====== Dataset excerpts ======

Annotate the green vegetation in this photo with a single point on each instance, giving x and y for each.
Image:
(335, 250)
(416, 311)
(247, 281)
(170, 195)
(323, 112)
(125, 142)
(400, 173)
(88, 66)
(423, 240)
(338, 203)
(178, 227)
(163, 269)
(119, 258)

======

• _What the task requires_
Swap "green vegetation" for "green foliage" throughout the material above, leaving everything else unchanged.

• _Reply to the task_
Annotate the green foliage in this photo with a single point on each instance, giving x and y for each.
Image:
(335, 250)
(416, 311)
(247, 281)
(170, 195)
(323, 112)
(125, 142)
(400, 173)
(88, 66)
(423, 240)
(338, 203)
(178, 227)
(163, 269)
(119, 258)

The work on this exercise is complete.